• **Records of labeled points**
-.-.-

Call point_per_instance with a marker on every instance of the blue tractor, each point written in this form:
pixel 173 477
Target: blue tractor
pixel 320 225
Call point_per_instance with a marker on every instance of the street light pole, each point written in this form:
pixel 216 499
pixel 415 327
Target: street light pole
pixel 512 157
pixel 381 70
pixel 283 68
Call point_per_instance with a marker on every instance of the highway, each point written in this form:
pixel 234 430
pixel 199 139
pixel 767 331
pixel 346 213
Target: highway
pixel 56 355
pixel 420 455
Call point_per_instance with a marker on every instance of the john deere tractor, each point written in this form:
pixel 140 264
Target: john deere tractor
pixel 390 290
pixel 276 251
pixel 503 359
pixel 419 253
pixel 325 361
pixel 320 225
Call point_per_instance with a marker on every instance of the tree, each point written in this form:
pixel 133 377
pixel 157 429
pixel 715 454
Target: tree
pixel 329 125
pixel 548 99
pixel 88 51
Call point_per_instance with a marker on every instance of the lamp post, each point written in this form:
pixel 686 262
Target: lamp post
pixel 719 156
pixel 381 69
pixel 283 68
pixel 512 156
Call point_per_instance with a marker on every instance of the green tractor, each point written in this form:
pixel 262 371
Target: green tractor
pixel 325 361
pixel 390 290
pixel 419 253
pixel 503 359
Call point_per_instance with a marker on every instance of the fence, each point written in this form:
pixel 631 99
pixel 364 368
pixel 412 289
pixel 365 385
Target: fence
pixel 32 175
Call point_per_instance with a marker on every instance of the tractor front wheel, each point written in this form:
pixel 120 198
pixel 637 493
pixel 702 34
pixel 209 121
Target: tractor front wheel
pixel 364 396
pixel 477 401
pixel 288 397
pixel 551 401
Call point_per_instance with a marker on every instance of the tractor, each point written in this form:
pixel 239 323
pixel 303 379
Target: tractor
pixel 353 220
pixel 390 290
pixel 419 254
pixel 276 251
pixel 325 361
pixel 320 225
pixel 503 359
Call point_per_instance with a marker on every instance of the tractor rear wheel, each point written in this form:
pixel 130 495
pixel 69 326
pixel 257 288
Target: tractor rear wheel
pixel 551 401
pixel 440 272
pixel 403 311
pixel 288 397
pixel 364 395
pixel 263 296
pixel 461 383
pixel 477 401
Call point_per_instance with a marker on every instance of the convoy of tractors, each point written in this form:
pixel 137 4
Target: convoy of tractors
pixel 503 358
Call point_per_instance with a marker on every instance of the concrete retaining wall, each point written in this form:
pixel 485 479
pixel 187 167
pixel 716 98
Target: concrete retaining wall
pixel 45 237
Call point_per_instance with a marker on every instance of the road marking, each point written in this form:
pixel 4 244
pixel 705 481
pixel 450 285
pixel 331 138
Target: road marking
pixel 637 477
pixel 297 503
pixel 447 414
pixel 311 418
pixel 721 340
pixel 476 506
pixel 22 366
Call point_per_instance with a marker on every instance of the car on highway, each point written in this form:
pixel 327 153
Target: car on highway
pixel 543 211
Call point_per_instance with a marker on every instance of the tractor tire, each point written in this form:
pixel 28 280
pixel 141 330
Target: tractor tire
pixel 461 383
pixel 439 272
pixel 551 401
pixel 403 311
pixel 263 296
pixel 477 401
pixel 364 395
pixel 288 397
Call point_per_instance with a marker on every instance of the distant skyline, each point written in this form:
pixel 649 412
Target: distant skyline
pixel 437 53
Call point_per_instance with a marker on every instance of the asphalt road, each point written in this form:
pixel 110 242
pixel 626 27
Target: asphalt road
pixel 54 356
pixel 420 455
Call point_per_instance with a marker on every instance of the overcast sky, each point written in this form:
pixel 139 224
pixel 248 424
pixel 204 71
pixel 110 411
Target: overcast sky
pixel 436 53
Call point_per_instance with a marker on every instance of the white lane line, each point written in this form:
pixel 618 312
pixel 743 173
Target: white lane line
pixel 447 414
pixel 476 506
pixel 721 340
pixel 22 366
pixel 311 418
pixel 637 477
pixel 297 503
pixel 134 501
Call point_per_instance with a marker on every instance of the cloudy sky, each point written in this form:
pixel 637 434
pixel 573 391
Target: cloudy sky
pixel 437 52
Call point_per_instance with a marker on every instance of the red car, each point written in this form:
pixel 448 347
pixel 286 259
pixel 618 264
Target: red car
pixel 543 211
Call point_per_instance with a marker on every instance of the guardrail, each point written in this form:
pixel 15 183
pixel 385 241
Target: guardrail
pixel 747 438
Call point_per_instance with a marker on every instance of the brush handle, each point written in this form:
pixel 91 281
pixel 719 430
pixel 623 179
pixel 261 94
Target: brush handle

-.-.-

• **Exercise directions**
Swap every "marker" in the records above for "dot" and write the records out again with everything else unchanged.

• **Response**
Call point_per_instance with a dot on every instance of the blue tractor, each point written in this form:
pixel 173 477
Target: blue tractor
pixel 320 225
Call point_per_instance with a dot on every instance of the street light pole, each point written in this form:
pixel 216 499
pixel 415 327
Target: street light pole
pixel 512 157
pixel 381 70
pixel 283 68
Call point_per_instance with a dot on every instance of the highway, each point written in this form:
pixel 234 430
pixel 199 139
pixel 767 331
pixel 346 213
Target: highway
pixel 56 355
pixel 420 455
Call point_per_instance with a dot on every instance of the john deere tractor, each point written in this form:
pixel 140 264
Target: john deere tractor
pixel 390 290
pixel 276 251
pixel 503 359
pixel 419 253
pixel 325 361
pixel 320 225
Call point_per_instance with a dot on every instance of the tree, each point written in this form:
pixel 133 377
pixel 157 429
pixel 715 454
Target: tree
pixel 329 125
pixel 548 99
pixel 88 51
Call point_per_instance with a dot on every instance of the lamp post, each point written in this form:
pixel 686 262
Target: lamp post
pixel 719 156
pixel 381 69
pixel 283 68
pixel 512 156
Call point_per_instance with a dot on every instance of the green tractor, each point written in this form:
pixel 262 371
Target: green tractor
pixel 325 361
pixel 390 290
pixel 419 253
pixel 503 359
Call point_per_instance with a dot on every instance of the fence, each point written in this form:
pixel 631 99
pixel 364 368
pixel 412 289
pixel 365 385
Target: fence
pixel 32 175
Call point_per_instance with a dot on every instance of the tractor front wheel, each point written in this form:
pixel 120 198
pixel 637 493
pixel 702 34
pixel 209 121
Target: tractor front wheel
pixel 364 396
pixel 477 401
pixel 288 397
pixel 551 401
Call point_per_instance with a dot on every instance of the tractor, each point written in this form:
pixel 239 323
pixel 303 379
Target: tractor
pixel 353 220
pixel 390 290
pixel 419 254
pixel 276 251
pixel 325 361
pixel 320 225
pixel 503 359
Call point_per_instance with a dot on every instance of the tractor rear wheel, each point written in this form:
pixel 130 495
pixel 69 326
pixel 257 288
Target: tractor rear wheel
pixel 551 401
pixel 440 272
pixel 403 311
pixel 288 397
pixel 364 395
pixel 263 296
pixel 461 383
pixel 477 401
Call point_per_instance with a dot on every instance of the convoy of tractors, each point written in this form:
pixel 137 4
Target: convoy of tractors
pixel 503 358
Call point_per_instance with a dot on every instance of the concrete retaining wall, each point written in this form:
pixel 485 479
pixel 187 167
pixel 716 98
Target: concrete retaining wall
pixel 45 237
Call point_per_instance with a dot on every instance of the road marking, each point written in this form:
pixel 4 244
pixel 705 481
pixel 450 285
pixel 331 138
Target: road marking
pixel 637 477
pixel 297 503
pixel 447 414
pixel 311 418
pixel 721 340
pixel 476 506
pixel 22 366
Call point_per_instance with a dot on every instance of the car on highway, each point written in this form:
pixel 327 153
Target: car on highway
pixel 543 211
Call point_per_instance with a dot on every instance of the tractor tire, each point written in this form:
pixel 28 280
pixel 141 330
Target: tractor tire
pixel 461 383
pixel 439 272
pixel 551 401
pixel 403 311
pixel 263 296
pixel 477 401
pixel 364 395
pixel 288 397
Call point_per_instance with a dot on every instance of the distant skyline, each point written in this form:
pixel 649 412
Target: distant skyline
pixel 437 53
Call point_per_instance with a dot on every instance of the asphalt road, each point written in this form:
pixel 110 242
pixel 626 27
Target: asphalt road
pixel 54 356
pixel 420 455
Call point_per_instance with a dot on every instance of the overcast sky, each point written in this form:
pixel 139 224
pixel 248 424
pixel 204 71
pixel 110 411
Target: overcast sky
pixel 436 53
Call point_per_instance with a dot on every instance of the white lane line, each point written in this form:
pixel 618 312
pixel 743 173
Target: white lane line
pixel 447 414
pixel 476 506
pixel 721 340
pixel 22 366
pixel 311 418
pixel 637 477
pixel 297 503
pixel 134 501
Call point_per_instance with a dot on every instance of the cloudy sky, each point written in this form:
pixel 637 434
pixel 573 391
Target: cloudy sky
pixel 437 52
Call point_per_instance with a dot on every instance of the red car, each point written in this form:
pixel 448 347
pixel 286 259
pixel 618 264
Target: red car
pixel 543 211
Call point_per_instance with a dot on every instance of the guardrail, each point written in this form:
pixel 15 183
pixel 385 241
Target: guardrail
pixel 747 438
Call point_per_instance with a dot on every instance of the brush handle, each point written in this form:
pixel 91 281
pixel 719 430
pixel 623 179
pixel 261 94
Target: brush handle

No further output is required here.